** Start Listed entries **
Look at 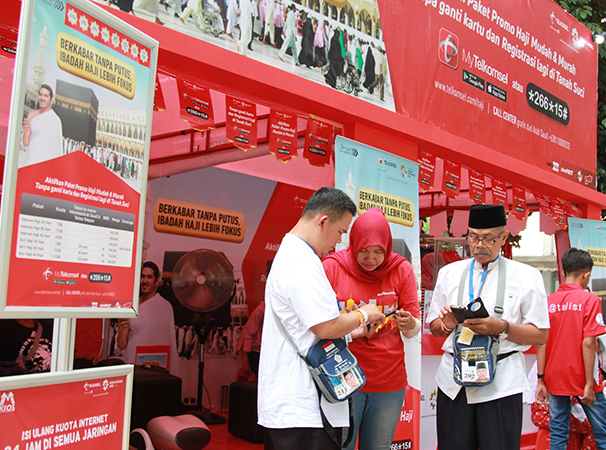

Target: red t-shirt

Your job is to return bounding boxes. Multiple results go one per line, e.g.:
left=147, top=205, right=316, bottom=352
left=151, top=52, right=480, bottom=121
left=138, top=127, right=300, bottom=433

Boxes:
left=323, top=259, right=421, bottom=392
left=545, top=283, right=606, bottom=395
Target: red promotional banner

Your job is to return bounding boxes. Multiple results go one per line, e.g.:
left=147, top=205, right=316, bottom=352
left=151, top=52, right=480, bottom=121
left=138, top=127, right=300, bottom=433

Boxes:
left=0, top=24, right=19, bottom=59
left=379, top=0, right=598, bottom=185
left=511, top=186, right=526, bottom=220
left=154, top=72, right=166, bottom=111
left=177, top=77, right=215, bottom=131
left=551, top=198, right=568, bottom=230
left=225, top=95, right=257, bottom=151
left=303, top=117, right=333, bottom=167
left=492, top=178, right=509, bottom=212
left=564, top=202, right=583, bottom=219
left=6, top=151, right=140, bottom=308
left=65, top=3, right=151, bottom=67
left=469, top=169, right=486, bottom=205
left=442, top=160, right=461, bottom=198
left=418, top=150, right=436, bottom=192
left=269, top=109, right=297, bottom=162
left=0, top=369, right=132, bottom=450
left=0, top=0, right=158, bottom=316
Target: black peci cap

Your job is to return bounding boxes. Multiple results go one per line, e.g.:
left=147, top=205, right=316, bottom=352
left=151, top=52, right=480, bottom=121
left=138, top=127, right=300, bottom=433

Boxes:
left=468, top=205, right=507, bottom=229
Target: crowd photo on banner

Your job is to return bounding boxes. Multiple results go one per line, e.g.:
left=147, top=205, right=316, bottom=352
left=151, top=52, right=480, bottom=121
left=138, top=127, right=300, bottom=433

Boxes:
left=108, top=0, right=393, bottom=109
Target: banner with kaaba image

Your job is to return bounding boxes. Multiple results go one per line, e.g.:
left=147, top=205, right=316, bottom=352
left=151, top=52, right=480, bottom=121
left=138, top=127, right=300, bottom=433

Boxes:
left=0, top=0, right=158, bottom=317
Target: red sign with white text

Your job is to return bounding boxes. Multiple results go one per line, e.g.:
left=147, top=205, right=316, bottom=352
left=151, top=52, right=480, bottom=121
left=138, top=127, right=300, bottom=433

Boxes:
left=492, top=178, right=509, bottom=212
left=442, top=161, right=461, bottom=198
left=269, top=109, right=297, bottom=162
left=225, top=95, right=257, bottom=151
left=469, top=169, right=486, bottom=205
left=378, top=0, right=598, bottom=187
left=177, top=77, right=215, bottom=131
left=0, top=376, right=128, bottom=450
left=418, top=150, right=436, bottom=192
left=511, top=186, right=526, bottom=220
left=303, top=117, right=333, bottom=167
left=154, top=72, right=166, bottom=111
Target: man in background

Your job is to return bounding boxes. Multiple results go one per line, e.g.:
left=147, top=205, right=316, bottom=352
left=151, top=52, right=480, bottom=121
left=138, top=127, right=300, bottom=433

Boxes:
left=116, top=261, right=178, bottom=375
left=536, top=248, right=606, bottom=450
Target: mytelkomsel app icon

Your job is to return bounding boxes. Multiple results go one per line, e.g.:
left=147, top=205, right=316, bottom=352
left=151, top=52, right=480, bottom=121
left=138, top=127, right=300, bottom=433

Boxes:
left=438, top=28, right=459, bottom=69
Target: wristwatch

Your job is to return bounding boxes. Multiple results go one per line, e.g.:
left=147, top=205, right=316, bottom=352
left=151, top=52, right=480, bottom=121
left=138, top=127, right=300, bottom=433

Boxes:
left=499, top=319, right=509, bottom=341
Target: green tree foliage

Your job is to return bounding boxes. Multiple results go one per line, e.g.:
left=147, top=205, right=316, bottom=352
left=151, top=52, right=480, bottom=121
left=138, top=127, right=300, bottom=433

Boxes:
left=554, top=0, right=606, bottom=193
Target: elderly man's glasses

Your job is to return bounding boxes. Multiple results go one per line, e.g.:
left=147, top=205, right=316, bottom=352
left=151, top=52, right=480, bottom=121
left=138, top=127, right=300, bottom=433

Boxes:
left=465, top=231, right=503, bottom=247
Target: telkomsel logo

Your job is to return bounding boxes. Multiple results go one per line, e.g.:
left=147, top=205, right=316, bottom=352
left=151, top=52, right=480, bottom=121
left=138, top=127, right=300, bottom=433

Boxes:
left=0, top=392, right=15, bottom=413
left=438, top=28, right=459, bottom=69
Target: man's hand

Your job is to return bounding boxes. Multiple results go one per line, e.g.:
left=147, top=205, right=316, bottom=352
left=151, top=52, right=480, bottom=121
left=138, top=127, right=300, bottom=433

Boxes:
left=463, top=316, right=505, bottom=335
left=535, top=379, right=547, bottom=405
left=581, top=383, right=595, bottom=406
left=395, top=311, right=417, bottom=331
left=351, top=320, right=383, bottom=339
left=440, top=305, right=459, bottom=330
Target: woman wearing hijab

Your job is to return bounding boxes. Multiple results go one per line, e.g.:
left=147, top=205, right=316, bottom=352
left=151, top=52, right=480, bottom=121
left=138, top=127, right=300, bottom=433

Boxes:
** End Listed entries **
**Aim of the exercise**. Update the records from the line with "Target: wristwatch" to the line with "left=554, top=0, right=606, bottom=193" so that "green tree foliage" becomes "tree canopy". Leave everything else in those lines unchanged, and give back only those lines.

**The completed task**.
Target: wristwatch

Your job is to return bounding boxes. Multiple results go one per line, e.g.:
left=147, top=205, right=316, bottom=352
left=151, top=52, right=480, bottom=121
left=138, top=127, right=300, bottom=433

Boxes:
left=499, top=319, right=509, bottom=341
Target: tree canopy

Your job is to return bounding boxes. Multiple results go one per line, e.g.:
left=147, top=205, right=316, bottom=352
left=151, top=52, right=480, bottom=121
left=138, top=127, right=300, bottom=433

Boxes:
left=554, top=0, right=606, bottom=193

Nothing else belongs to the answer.